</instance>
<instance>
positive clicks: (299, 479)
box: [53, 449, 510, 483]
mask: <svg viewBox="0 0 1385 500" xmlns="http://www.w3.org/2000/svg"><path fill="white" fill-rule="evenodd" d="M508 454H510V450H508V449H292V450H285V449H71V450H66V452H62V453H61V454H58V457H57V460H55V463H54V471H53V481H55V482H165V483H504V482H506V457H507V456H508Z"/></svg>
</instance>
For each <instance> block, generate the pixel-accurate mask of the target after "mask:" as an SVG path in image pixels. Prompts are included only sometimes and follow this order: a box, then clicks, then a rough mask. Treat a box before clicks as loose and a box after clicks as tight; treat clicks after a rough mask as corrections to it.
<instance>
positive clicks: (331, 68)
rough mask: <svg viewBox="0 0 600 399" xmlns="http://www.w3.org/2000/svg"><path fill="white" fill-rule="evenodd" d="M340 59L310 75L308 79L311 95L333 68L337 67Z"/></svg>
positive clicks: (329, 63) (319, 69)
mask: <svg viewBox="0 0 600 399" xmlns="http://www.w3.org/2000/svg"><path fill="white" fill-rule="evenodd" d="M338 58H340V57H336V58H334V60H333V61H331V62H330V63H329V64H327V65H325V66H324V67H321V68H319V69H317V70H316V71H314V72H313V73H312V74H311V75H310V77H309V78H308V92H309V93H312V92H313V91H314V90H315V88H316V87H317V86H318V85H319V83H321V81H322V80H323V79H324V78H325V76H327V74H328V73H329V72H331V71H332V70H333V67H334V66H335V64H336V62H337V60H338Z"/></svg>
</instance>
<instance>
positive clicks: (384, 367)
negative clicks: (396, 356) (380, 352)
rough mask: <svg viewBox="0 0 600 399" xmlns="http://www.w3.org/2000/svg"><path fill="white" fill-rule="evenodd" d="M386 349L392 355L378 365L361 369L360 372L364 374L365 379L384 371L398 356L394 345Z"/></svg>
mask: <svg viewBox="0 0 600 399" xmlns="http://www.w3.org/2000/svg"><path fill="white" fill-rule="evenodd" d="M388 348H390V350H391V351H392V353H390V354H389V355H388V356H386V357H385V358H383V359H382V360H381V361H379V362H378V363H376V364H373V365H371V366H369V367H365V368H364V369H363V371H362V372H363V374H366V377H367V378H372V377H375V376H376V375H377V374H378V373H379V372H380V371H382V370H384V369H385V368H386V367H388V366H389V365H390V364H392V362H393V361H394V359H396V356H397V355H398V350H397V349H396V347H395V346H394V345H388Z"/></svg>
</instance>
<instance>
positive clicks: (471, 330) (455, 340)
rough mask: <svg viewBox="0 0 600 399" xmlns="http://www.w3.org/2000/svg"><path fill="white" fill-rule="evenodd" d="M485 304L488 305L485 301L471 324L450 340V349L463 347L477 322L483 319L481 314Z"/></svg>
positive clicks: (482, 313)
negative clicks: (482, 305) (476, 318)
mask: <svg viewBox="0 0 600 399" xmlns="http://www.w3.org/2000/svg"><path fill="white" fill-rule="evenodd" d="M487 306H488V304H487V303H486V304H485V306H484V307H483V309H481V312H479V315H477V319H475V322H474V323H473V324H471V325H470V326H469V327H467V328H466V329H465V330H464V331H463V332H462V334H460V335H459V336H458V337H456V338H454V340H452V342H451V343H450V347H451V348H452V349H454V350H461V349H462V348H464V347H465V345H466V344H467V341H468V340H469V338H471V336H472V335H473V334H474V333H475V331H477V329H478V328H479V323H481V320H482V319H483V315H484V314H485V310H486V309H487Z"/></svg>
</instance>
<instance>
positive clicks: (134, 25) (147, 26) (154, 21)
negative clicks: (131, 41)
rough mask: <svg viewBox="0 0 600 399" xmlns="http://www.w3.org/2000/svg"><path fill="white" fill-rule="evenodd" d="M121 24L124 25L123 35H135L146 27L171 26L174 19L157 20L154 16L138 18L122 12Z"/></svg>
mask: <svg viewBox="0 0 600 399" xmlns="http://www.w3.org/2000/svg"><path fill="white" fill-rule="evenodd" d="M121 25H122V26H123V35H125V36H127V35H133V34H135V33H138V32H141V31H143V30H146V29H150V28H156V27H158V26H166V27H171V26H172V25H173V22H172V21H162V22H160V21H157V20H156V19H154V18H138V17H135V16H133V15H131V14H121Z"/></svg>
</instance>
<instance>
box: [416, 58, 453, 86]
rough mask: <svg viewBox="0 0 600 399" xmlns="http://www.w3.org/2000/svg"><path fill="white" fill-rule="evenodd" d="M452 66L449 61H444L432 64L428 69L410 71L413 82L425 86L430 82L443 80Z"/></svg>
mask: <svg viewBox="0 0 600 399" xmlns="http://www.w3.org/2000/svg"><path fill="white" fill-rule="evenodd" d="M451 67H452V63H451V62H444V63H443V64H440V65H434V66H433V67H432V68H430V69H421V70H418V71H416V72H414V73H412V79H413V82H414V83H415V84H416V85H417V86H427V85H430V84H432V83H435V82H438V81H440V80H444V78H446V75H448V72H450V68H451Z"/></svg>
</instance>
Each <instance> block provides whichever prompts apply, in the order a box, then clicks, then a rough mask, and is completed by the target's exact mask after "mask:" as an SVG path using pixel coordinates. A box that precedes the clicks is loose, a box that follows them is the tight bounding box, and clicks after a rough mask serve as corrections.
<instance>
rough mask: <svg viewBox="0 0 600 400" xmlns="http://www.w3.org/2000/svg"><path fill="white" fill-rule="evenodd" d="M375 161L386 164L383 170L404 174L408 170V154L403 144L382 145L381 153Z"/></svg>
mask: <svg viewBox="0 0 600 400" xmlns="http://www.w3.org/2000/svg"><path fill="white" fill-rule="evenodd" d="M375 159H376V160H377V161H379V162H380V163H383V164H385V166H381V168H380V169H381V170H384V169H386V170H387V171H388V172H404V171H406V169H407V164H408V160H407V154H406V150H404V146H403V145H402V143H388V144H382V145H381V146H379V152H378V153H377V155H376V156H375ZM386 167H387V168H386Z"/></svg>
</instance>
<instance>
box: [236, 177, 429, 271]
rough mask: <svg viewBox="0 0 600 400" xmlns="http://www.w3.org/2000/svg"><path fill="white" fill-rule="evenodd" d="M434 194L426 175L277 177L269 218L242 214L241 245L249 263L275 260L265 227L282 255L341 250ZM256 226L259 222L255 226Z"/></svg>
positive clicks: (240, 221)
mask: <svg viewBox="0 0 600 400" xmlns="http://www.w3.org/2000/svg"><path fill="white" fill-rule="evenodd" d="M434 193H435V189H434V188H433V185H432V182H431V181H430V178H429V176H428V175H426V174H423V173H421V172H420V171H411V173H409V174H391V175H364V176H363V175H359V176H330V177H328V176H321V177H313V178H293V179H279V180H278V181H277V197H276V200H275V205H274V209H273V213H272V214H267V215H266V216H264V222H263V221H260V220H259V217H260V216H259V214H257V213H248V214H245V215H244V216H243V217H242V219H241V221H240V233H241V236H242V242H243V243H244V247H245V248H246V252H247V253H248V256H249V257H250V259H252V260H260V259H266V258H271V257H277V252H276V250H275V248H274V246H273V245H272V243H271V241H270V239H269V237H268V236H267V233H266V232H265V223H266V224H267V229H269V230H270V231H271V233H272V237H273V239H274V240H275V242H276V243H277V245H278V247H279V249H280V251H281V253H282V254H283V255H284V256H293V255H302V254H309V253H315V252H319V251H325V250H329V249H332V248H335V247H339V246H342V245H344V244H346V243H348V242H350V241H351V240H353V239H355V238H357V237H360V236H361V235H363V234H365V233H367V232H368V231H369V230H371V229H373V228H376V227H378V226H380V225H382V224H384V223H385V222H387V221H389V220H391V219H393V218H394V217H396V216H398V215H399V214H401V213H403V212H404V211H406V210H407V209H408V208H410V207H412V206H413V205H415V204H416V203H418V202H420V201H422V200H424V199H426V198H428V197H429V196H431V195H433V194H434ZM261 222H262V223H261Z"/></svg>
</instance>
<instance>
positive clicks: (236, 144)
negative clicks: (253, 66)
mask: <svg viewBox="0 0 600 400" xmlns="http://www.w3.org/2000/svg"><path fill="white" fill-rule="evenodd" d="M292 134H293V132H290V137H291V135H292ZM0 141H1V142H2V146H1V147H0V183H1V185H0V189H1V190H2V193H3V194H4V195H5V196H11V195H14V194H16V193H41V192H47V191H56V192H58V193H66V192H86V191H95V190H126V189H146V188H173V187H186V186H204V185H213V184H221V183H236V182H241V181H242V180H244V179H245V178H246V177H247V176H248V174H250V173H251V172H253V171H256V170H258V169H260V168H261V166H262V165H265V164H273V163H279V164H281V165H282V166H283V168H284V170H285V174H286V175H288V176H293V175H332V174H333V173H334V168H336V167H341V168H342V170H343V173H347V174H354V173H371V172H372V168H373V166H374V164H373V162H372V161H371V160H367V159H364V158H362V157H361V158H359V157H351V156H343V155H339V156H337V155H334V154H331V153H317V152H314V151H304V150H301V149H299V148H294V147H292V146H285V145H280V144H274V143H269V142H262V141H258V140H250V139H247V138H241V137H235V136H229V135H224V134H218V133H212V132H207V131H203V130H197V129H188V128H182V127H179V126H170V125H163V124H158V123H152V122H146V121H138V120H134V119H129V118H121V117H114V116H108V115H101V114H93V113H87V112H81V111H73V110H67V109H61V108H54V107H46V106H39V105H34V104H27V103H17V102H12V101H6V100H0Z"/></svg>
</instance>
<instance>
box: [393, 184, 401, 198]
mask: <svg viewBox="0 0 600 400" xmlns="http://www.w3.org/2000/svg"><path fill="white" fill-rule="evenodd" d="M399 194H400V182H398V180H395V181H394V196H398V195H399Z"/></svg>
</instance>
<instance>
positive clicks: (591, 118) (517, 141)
+++
**Action item**. Which lines in the listing above contain the string "positive", with case counting? Copy each of those lines.

**Task response**.
positive clicks: (299, 479)
positive clicks: (331, 68)
positive clicks: (329, 63) (319, 69)
positive clicks: (384, 367)
positive clicks: (471, 330) (455, 340)
positive clicks: (482, 313)
positive clicks: (134, 25) (147, 26) (154, 21)
positive clicks: (240, 221)
positive clicks: (236, 144)
positive clicks: (591, 118) (517, 141)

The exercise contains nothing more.